In the lines below, substitute "with one point per instance" for every occurrence of "with a single point on each instance" and reproduce them with nothing else changed. Leave the pictures out of your answer.

• _Photo object pointing lines_
● ● ● ● ● ● ●
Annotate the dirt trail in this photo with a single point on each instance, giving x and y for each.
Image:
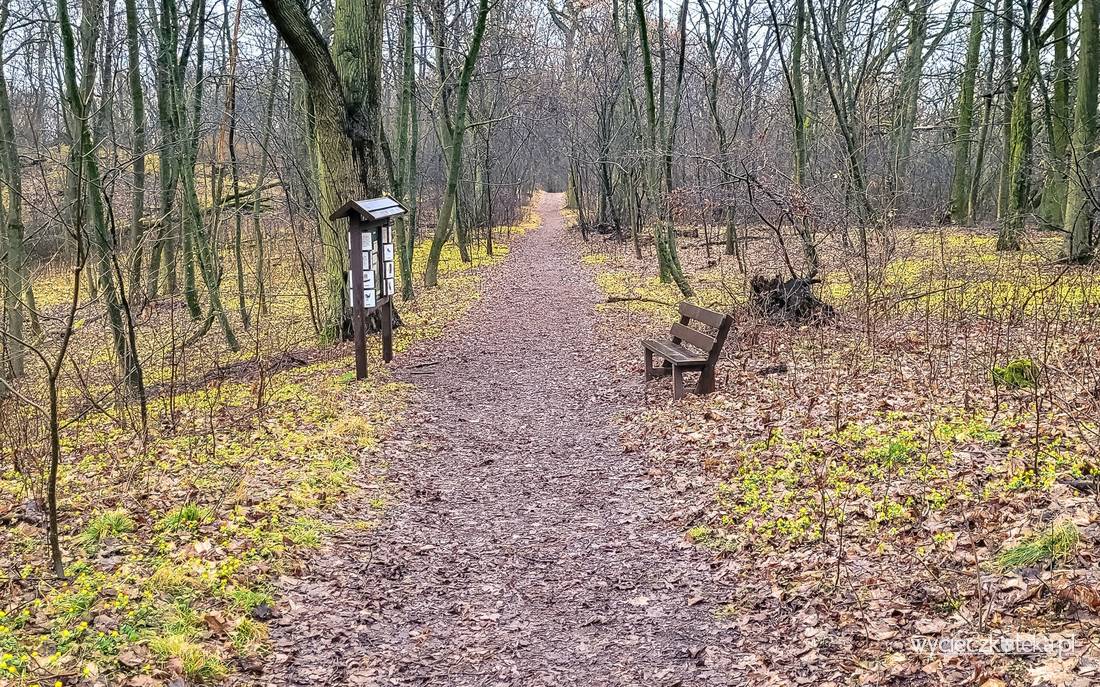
(524, 546)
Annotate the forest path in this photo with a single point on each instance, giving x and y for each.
(524, 546)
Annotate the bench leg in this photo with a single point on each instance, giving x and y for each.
(705, 384)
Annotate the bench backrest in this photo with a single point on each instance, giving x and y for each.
(711, 345)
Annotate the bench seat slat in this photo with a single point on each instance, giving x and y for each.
(674, 353)
(695, 338)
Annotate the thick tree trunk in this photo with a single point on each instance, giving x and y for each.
(1078, 217)
(454, 156)
(964, 128)
(344, 131)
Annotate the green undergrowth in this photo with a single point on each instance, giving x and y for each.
(173, 542)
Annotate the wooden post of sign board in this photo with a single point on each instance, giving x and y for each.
(387, 328)
(358, 314)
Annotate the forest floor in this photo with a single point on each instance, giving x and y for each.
(524, 546)
(881, 503)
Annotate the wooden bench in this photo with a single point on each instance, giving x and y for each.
(702, 356)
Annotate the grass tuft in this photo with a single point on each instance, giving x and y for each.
(105, 525)
(195, 662)
(1054, 544)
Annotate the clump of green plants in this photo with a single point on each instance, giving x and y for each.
(196, 663)
(1054, 544)
(1019, 374)
(187, 517)
(105, 525)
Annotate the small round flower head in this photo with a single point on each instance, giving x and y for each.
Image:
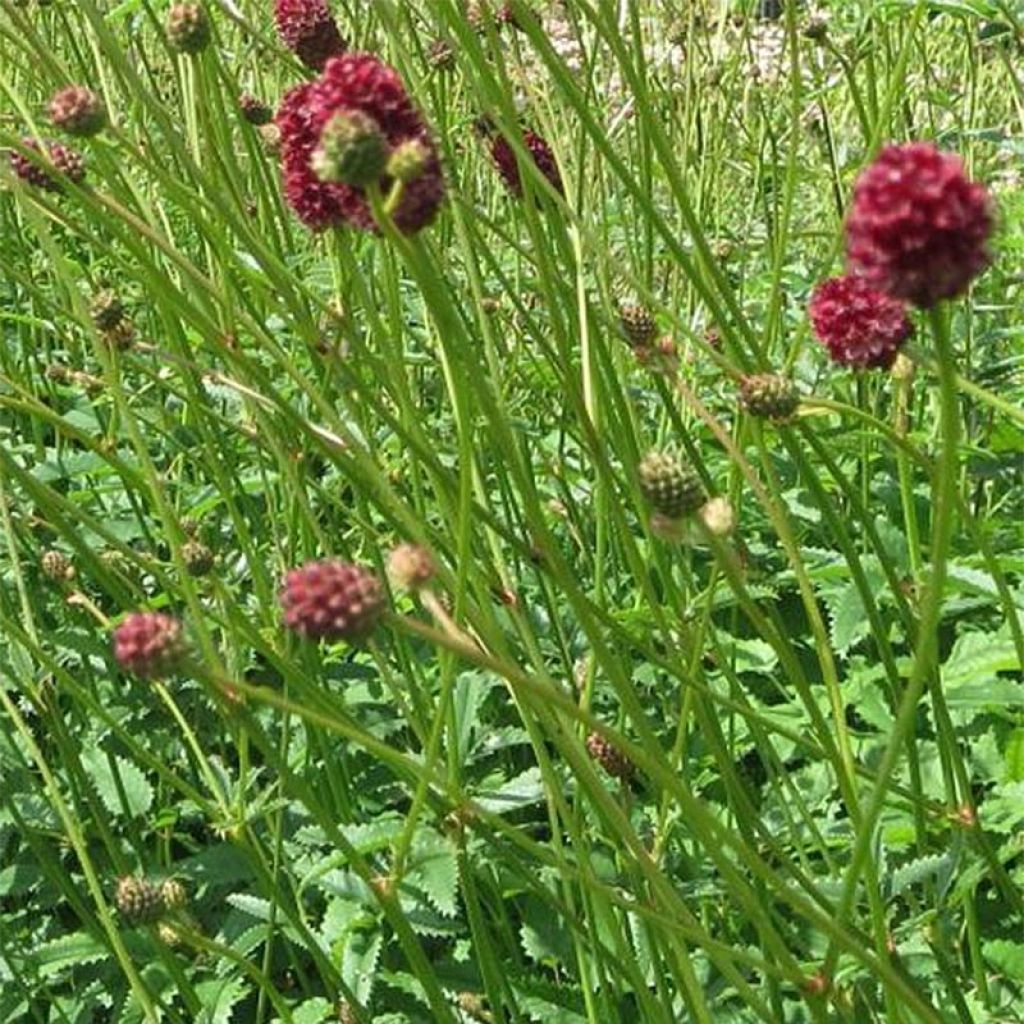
(78, 111)
(637, 325)
(66, 162)
(441, 54)
(308, 30)
(138, 900)
(333, 600)
(768, 396)
(718, 516)
(408, 161)
(860, 327)
(198, 558)
(411, 567)
(270, 134)
(613, 762)
(148, 644)
(187, 28)
(107, 310)
(505, 160)
(351, 150)
(174, 894)
(918, 228)
(672, 489)
(56, 566)
(354, 82)
(254, 110)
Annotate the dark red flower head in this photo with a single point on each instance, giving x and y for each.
(67, 162)
(354, 82)
(148, 644)
(78, 111)
(504, 157)
(860, 327)
(919, 227)
(333, 599)
(308, 30)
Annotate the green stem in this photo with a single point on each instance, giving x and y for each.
(927, 647)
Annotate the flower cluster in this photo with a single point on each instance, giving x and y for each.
(308, 30)
(919, 227)
(918, 231)
(67, 163)
(508, 167)
(859, 326)
(357, 86)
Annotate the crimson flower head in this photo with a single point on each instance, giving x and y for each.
(355, 84)
(67, 163)
(860, 327)
(919, 228)
(504, 157)
(308, 30)
(333, 600)
(150, 644)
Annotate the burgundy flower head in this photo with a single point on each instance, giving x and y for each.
(504, 157)
(333, 599)
(148, 644)
(68, 163)
(308, 30)
(349, 83)
(860, 327)
(78, 111)
(918, 228)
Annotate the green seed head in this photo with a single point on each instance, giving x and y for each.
(351, 151)
(673, 489)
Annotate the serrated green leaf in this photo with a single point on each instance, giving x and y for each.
(510, 795)
(916, 871)
(1015, 756)
(255, 906)
(542, 1000)
(339, 916)
(434, 869)
(848, 621)
(979, 655)
(470, 691)
(138, 795)
(67, 951)
(358, 965)
(544, 935)
(1007, 956)
(218, 999)
(312, 1011)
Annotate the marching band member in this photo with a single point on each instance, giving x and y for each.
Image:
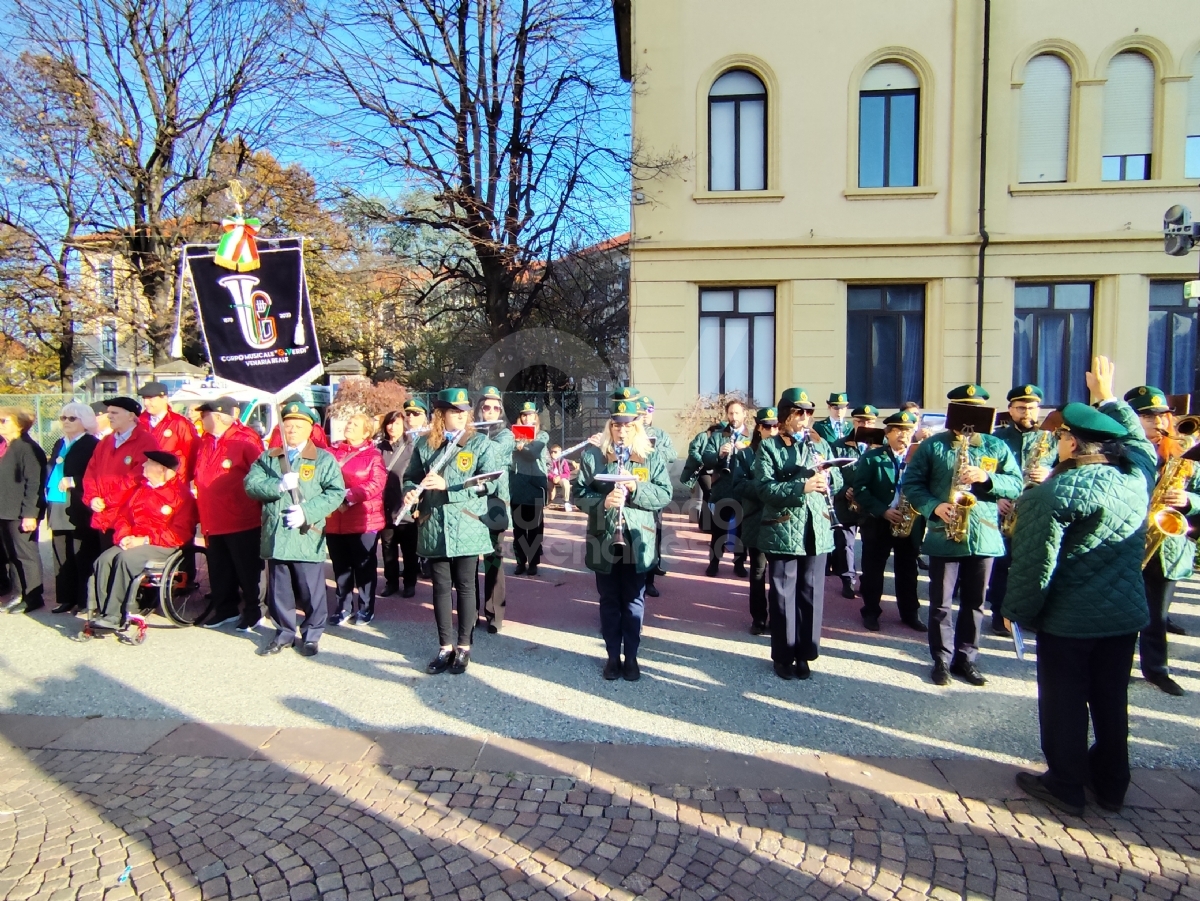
● ● ● ● ● ● ●
• _EXERCISE RESPONSE_
Annotate the dirt trail in this photo with one point per instance, giving x and y for each.
Image:
(524, 546)
Annotate the forest path in this photo with one point per instance, giving x and y for each.
(524, 546)
Annotate the bench leg in this photo with one point per instance, giving x and y for each.
(705, 384)
Annotate the bench backrest in this photo with one point per instance, giving x and y for each.
(711, 345)
Annotate the bench seat slat in this photo with one point per instance, giving x and y for each.
(674, 353)
(695, 338)
Annotate the thick tree trunk in this photo with one point per instance, giving x and y for each.
(1078, 217)
(454, 156)
(964, 128)
(344, 131)
Annotate the green undergrowth in this photo with one point per instance, giving x and y for each.
(173, 542)
Annotate the wooden post of sign board in this photo with one point per instance, giving x and y for each.
(387, 328)
(358, 314)
Annotate the forest floor in this photo with one point per instance, giving x and y for each.
(524, 546)
(881, 503)
Annotate the wooden bench in this photo with one point per instance, giving x and y for each.
(702, 356)
Annotate the grass tuft in this photo with one point per instance, giving x and y for each.
(105, 525)
(195, 662)
(1054, 544)
Annotate the clump of green plants in this photo with one point per instance, giving x and y for each.
(196, 663)
(1054, 544)
(1019, 374)
(187, 517)
(105, 525)
Annotate the small round flower head in this photo with one point per instance, giving x and y for each.
Image:
(78, 111)
(637, 325)
(66, 162)
(441, 54)
(308, 30)
(138, 900)
(333, 600)
(768, 396)
(718, 516)
(408, 161)
(860, 327)
(198, 558)
(411, 567)
(270, 134)
(613, 762)
(148, 644)
(187, 28)
(107, 310)
(505, 160)
(351, 150)
(174, 894)
(918, 228)
(672, 489)
(56, 566)
(354, 82)
(254, 110)
Annotate the dark red flower head in this photo with one point per instance, giving x and y for each.
(67, 162)
(354, 82)
(148, 644)
(78, 111)
(504, 157)
(860, 327)
(919, 227)
(333, 599)
(308, 30)
Annotate the green stem in this photo with one point per instance, giving x and y for each.
(927, 647)
Annotate the flower cluster in this photo with one point per instance, giving x and y for each.
(308, 30)
(919, 227)
(918, 231)
(67, 163)
(508, 167)
(859, 326)
(357, 86)
Annotate the crimson flower head in this photo with one point per instance, giving x and y for each.
(355, 84)
(67, 163)
(860, 327)
(919, 228)
(504, 157)
(308, 30)
(333, 600)
(150, 644)
Annotate the burgundy flower head in this photo with one point per instance, giving x and y for each.
(504, 157)
(333, 599)
(148, 644)
(68, 163)
(308, 30)
(349, 83)
(860, 327)
(78, 111)
(918, 228)
Annotate the green seed head in this photo with one point per instance, giving x and y for each.
(351, 151)
(673, 489)
Annotate the serrated green leaf in this photo with one point per instance, giving x and y for each.
(510, 795)
(916, 871)
(1015, 756)
(255, 906)
(542, 1000)
(339, 916)
(434, 869)
(848, 621)
(979, 655)
(470, 691)
(138, 795)
(67, 951)
(358, 965)
(544, 935)
(1007, 956)
(218, 999)
(312, 1011)
Annotate the marching band member in this photo with one point per instance, giving x and y for each.
Image:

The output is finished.